## Task input
◆ ◆ ◆

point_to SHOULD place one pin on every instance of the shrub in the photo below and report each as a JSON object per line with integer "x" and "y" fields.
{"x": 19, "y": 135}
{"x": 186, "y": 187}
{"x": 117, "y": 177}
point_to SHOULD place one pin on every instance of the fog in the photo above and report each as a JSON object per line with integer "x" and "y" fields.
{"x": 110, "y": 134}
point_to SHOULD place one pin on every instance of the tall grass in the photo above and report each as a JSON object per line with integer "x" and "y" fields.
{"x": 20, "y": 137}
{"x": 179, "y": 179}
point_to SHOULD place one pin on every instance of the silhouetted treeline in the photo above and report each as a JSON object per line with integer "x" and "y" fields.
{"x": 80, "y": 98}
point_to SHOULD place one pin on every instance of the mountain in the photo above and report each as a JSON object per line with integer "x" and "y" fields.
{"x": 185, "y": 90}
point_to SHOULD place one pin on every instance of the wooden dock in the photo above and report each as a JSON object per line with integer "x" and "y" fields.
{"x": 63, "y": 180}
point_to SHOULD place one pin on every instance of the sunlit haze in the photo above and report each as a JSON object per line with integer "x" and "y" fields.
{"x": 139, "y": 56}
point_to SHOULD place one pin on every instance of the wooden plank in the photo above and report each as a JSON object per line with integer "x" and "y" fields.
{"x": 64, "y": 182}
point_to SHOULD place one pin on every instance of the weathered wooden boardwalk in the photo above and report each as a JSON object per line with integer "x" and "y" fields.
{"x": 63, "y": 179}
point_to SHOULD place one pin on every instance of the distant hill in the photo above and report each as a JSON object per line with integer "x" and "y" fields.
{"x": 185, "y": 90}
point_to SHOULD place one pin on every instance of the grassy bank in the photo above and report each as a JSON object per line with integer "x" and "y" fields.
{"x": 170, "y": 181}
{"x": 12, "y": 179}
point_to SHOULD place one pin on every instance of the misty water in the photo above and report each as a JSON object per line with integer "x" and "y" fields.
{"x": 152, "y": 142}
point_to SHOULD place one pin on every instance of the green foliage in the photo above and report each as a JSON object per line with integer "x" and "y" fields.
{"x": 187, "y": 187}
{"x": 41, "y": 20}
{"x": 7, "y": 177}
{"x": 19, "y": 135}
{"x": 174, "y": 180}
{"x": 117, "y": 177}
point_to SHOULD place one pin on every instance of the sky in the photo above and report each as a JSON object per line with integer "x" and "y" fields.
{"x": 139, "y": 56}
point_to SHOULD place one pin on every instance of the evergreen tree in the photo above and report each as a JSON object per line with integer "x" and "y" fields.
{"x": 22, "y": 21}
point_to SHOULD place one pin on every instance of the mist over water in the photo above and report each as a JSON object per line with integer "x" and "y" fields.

◆ ◆ ◆

## Given task
Rescale only the lines from the one containing "point_to SHOULD place one pin on every instance of the evergreen" down to the end of the records, keeping every line. Multiply each x and y coordinate in the answers by 2.55 and round to whole numbers, with halves rounded up.

## Task answer
point_to SHOULD place one pin on every instance of the evergreen tree in the photo above and report each as a JSON object per line with integer "x" and "y" fields.
{"x": 56, "y": 54}
point_to SHOULD place one pin on every instance of the mist over water in the photo above and report each as a JSON object per line with integer "x" and "y" fields.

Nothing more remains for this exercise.